Local authority cases can occur in a wide range of different tribunals. An example is an application for judicial review of a local authority’s decision in the Administrative Court. Such a case starts with an exchange of documents by claimant and defendant. The court then decides whether to grant permission to apply for a review. If permission is granted, there is a hearing. There are usually no live witnesses: the issues are decided on the basis of legal arguments and written evidence.
Clients are generally local authority full-time employees, called officers. They tend to be hard working and well informed about their own specialist areas.
A barrister working in this area may have several cases on the go at any one time but will be unlucky if they all simultaneously need urgent work. However, this can happen. Clerks will ensure that cases are not listed to be heard at the same time. The amount of time that barristers spend in court will depend on what areas they practise in. A barrister who does planning law may spend weeks in planning inquiries, and one doing housing law may frequently do appeals in the county court. On the other hand, a barrister specialising in issues regarding ‘vires’ (‘powers’: what local authorities may and may not do) may rarely go to court because much of that work is advisory.
This is an area in which it is possible to have a sensible work-life balance, particularly if most of one’s court work is in the Administrative Court. However, life as a planning barrister can be much more hectic, with frequent travelling and long inquiries. Generally, socialising with clients is not necessary. The best aspect of this area of work is its sheer variety. The worst can be the insights it provides into the harrowing circumstances of some people’s lives.

[LISTED RECORDS]:
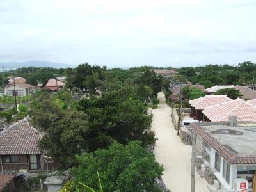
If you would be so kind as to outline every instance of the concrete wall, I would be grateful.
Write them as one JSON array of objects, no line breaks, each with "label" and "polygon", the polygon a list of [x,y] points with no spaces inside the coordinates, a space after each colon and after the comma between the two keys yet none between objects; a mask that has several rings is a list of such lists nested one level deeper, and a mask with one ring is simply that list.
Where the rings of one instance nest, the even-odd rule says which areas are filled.
[{"label": "concrete wall", "polygon": [[[172,113],[171,114],[172,122],[173,123],[174,127],[175,129],[178,127],[178,122],[179,122],[179,108],[174,108],[172,109]],[[181,113],[191,113],[190,108],[181,108]],[[181,120],[180,120],[181,124]]]},{"label": "concrete wall", "polygon": [[[10,87],[6,88],[4,89],[4,95],[10,95],[8,94],[8,91],[12,92],[12,95],[10,96],[13,96],[12,92],[14,90],[14,85],[11,86]],[[19,86],[16,86],[16,91],[18,92],[18,96],[24,96],[26,95],[26,89],[20,87]]]}]

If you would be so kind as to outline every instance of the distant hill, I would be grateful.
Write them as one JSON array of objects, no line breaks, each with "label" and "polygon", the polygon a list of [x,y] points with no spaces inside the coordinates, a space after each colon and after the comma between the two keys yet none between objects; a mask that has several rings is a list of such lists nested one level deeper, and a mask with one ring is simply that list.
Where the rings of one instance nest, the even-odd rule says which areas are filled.
[{"label": "distant hill", "polygon": [[31,66],[37,67],[51,67],[57,68],[67,68],[67,67],[74,68],[77,67],[76,65],[48,62],[44,61],[28,61],[26,62],[0,62],[0,68],[2,66],[4,66],[4,69],[7,70],[15,69],[19,67],[26,67]]}]

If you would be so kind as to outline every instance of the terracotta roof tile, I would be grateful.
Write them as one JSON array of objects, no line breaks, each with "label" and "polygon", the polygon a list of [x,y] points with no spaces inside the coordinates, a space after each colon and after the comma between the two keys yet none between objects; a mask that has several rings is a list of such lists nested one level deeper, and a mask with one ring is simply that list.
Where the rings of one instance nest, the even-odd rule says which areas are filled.
[{"label": "terracotta roof tile", "polygon": [[256,106],[241,99],[206,108],[202,113],[212,122],[227,122],[230,116],[239,122],[256,122]]},{"label": "terracotta roof tile", "polygon": [[41,154],[37,141],[40,134],[27,118],[0,132],[0,154]]},{"label": "terracotta roof tile", "polygon": [[[33,85],[28,84],[26,84],[25,83],[15,83],[15,85],[16,85],[16,86],[20,86],[22,88],[29,88],[35,87]],[[10,86],[13,86],[13,84],[10,84],[10,85],[6,86],[5,88],[8,88],[8,87],[10,87]]]},{"label": "terracotta roof tile", "polygon": [[234,88],[240,91],[241,94],[243,95],[241,98],[243,99],[251,100],[256,99],[256,91],[253,90],[247,86],[237,85]]},{"label": "terracotta roof tile", "polygon": [[206,89],[206,91],[210,93],[215,93],[219,90],[225,89],[227,88],[234,88],[234,85],[215,85]]},{"label": "terracotta roof tile", "polygon": [[205,95],[204,97],[189,100],[188,102],[196,110],[204,110],[210,107],[225,102],[232,100],[226,95]]},{"label": "terracotta roof tile", "polygon": [[230,164],[256,164],[256,155],[237,156],[228,148],[223,145],[219,141],[200,126],[198,123],[191,123],[190,126],[206,142],[220,153]]},{"label": "terracotta roof tile", "polygon": [[46,84],[46,86],[56,86],[56,81],[58,86],[65,86],[65,83],[54,79],[51,79],[48,81],[47,83]]},{"label": "terracotta roof tile", "polygon": [[252,99],[250,100],[246,101],[248,103],[250,103],[251,105],[256,106],[256,99]]},{"label": "terracotta roof tile", "polygon": [[14,174],[0,173],[0,191],[2,191],[15,177]]}]

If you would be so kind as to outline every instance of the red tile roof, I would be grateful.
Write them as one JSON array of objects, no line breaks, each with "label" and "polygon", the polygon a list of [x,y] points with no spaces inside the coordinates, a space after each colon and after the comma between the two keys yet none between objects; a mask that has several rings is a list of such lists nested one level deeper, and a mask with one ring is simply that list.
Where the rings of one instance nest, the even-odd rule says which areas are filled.
[{"label": "red tile roof", "polygon": [[188,102],[196,110],[204,110],[207,107],[232,100],[226,95],[205,95],[204,97],[189,100]]},{"label": "red tile roof", "polygon": [[242,99],[245,100],[251,100],[256,99],[256,91],[250,89],[248,86],[237,85],[234,87],[236,90],[239,90],[243,95]]},{"label": "red tile roof", "polygon": [[248,103],[250,103],[250,104],[256,106],[256,99],[252,99],[250,100],[247,100]]},{"label": "red tile roof", "polygon": [[237,164],[256,164],[256,155],[237,155],[207,133],[198,123],[191,123],[190,126],[196,131],[196,134],[198,134],[204,140],[220,153],[228,163]]},{"label": "red tile roof", "polygon": [[56,86],[56,84],[58,86],[65,86],[65,83],[54,79],[51,79],[48,81],[47,83],[46,84],[46,86]]},{"label": "red tile roof", "polygon": [[14,174],[0,173],[0,191],[2,191],[15,177]]},{"label": "red tile roof", "polygon": [[241,99],[206,108],[202,111],[211,122],[227,122],[236,116],[238,122],[256,122],[256,106]]},{"label": "red tile roof", "polygon": [[219,90],[225,89],[227,88],[234,88],[234,85],[215,85],[206,89],[206,91],[210,93],[217,92]]},{"label": "red tile roof", "polygon": [[[25,83],[26,82],[26,79],[20,77],[17,77],[14,78],[15,79],[15,83]],[[8,84],[13,84],[13,78],[12,77],[10,78],[8,81]]]},{"label": "red tile roof", "polygon": [[42,154],[37,146],[40,138],[40,133],[25,118],[0,132],[0,154]]},{"label": "red tile roof", "polygon": [[[13,86],[13,84],[10,84],[10,85],[6,86],[5,88],[8,88],[8,87],[10,87],[12,86]],[[15,83],[15,86],[20,86],[20,87],[24,88],[33,88],[34,87],[33,85],[28,84],[26,84],[25,83]]]}]

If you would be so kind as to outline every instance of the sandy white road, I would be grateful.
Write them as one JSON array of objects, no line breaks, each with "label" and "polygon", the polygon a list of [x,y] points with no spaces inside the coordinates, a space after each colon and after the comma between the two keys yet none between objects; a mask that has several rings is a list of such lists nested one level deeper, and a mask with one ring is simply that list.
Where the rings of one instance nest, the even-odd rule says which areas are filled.
[{"label": "sandy white road", "polygon": [[[172,192],[189,192],[191,186],[191,146],[181,143],[171,120],[171,108],[165,103],[164,94],[158,93],[160,103],[153,110],[152,131],[158,138],[154,154],[164,166],[163,179]],[[207,182],[196,172],[195,191],[207,192]]]}]

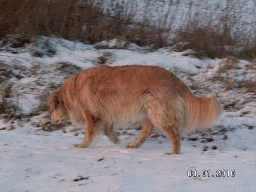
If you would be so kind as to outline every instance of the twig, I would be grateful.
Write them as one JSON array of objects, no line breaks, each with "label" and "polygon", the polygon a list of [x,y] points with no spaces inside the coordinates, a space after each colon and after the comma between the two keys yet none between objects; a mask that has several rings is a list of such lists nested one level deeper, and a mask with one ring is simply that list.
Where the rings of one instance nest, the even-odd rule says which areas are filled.
[{"label": "twig", "polygon": [[36,93],[31,93],[30,92],[1,92],[0,94],[1,95],[5,95],[6,93],[15,93],[16,94],[28,94],[28,95],[41,95],[43,96],[44,95],[43,94],[37,94]]}]

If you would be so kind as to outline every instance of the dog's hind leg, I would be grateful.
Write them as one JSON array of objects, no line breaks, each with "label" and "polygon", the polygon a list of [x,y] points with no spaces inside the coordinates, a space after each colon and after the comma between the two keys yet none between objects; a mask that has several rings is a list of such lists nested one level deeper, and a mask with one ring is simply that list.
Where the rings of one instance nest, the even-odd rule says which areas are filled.
[{"label": "dog's hind leg", "polygon": [[166,154],[178,154],[180,150],[180,136],[178,126],[174,123],[173,126],[168,127],[162,127],[161,129],[165,132],[170,137],[173,145],[171,153],[166,153]]},{"label": "dog's hind leg", "polygon": [[154,103],[148,110],[152,122],[165,132],[171,141],[172,152],[166,153],[168,154],[178,154],[180,150],[179,128],[182,116],[180,110],[175,109],[173,107],[175,102],[171,100],[165,102],[160,101]]},{"label": "dog's hind leg", "polygon": [[78,148],[89,147],[93,138],[100,133],[102,124],[101,119],[96,118],[88,111],[83,111],[83,115],[86,122],[85,135],[82,143],[74,145]]},{"label": "dog's hind leg", "polygon": [[113,123],[109,124],[106,123],[103,126],[104,129],[104,135],[108,137],[110,140],[115,144],[117,144],[119,142],[120,140],[117,133],[114,131]]},{"label": "dog's hind leg", "polygon": [[153,125],[149,121],[146,121],[139,137],[134,141],[126,143],[128,148],[138,148],[143,144],[149,136],[153,129]]}]

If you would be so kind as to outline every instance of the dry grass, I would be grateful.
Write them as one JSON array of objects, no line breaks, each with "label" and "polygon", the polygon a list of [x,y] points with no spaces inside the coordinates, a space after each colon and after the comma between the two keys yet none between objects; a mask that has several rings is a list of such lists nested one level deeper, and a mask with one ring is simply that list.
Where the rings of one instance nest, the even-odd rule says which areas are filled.
[{"label": "dry grass", "polygon": [[[138,19],[134,0],[103,0],[100,3],[93,0],[2,0],[0,40],[22,33],[29,37],[53,35],[91,44],[117,38],[153,49],[167,46],[171,40],[173,45],[188,43],[187,48],[196,51],[199,57],[234,56],[252,60],[256,57],[256,15],[252,14],[245,22],[246,2],[226,0],[219,7],[206,9],[206,5],[203,10],[192,1],[184,17],[177,21],[175,18],[179,13],[173,7],[182,3],[178,1],[166,2],[164,15],[156,10],[154,21],[147,5]],[[177,23],[178,31],[173,27]],[[171,38],[171,34],[176,35]],[[28,40],[20,40],[16,45]]]}]

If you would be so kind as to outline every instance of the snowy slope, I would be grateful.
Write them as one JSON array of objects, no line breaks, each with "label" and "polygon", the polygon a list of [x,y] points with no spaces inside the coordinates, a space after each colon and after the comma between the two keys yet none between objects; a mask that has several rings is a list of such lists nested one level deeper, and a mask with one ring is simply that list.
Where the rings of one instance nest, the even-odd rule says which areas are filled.
[{"label": "snowy slope", "polygon": [[[255,64],[199,59],[191,50],[171,47],[142,53],[96,50],[55,38],[39,40],[46,39],[55,55],[47,55],[47,47],[38,48],[38,42],[0,52],[0,69],[9,74],[0,73],[1,90],[9,88],[5,101],[17,108],[12,111],[14,116],[21,117],[0,116],[0,191],[255,191],[256,97],[248,83],[255,81]],[[33,56],[36,50],[43,57]],[[164,154],[171,150],[170,141],[157,129],[139,149],[126,149],[126,142],[139,134],[140,125],[120,128],[118,145],[102,136],[86,149],[73,147],[83,140],[81,128],[64,124],[56,126],[60,130],[43,131],[55,126],[49,124],[47,110],[37,110],[47,105],[51,92],[71,74],[102,63],[155,65],[173,71],[197,95],[220,99],[220,120],[211,129],[183,135],[181,154],[171,156]],[[189,170],[200,176],[188,177]],[[203,177],[203,170],[210,170],[210,177]],[[235,175],[216,177],[218,170],[233,170]]]}]

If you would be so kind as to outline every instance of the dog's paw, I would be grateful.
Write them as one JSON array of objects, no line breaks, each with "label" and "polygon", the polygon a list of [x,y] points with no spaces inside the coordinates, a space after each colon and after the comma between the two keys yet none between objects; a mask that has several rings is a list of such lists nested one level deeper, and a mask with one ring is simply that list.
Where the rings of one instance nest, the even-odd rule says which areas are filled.
[{"label": "dog's paw", "polygon": [[137,146],[135,145],[134,142],[126,143],[126,148],[130,148],[133,149],[136,149],[137,148],[138,148]]},{"label": "dog's paw", "polygon": [[87,148],[87,146],[85,146],[81,144],[75,144],[74,147],[76,148]]}]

[WHAT YOU NEED TO DO]:
A – Pull out every line of the records that contains the string "distant", and copy each one in full.
B – Carry on the passage about barristers handling local authority cases, picking up after its final sentence.

[THE RESULTS]:
A –
If you would be so kind as to outline every instance of the distant hill, I would be grateful.
[{"label": "distant hill", "polygon": [[31,66],[37,67],[51,67],[57,68],[67,68],[67,67],[74,68],[77,67],[76,65],[48,62],[44,61],[28,61],[26,62],[0,62],[0,68],[2,66],[4,66],[4,69],[7,70],[15,69],[19,67],[26,67]]}]

B –
This area can attract media attention. For example, there was significant controversy recently about the case involving the standards board (a statutory body that supervises the conduct of local authority politicians, or members) and its views of the conduct of Ken Livingstone. The Human Rights Act 1998 has had a significant impact and the House of Lords has recently decided that the act does not apply to private care homes (though it does apply to local authority homes).
This area of work is buoyant: the scale of local authority activity and the complexity of the relevant legislation mean that there will always be questions about what local authorities may lawfully do.
Work as a pupil will depend on the practice of the pupil supervisor. It might involve drafting an acknowledgement of service in a judicial review application (a written reply by a defendant to an application for judicial review), a skeleton argument for a hearing, writing an advice on vires, or doing legal research. In a reasonably civilised set of chambers it should only exceptionally involve an all-nighter.
Elisabeth Laing is a barrister at 11KBW. She read classics and law at Cambridge and was called to the Bar in 1980. She returned to practice in 1995 after a maternity break of nearly eight years. She is a recorder and a member of the attorney general’s A Panel of Counsel.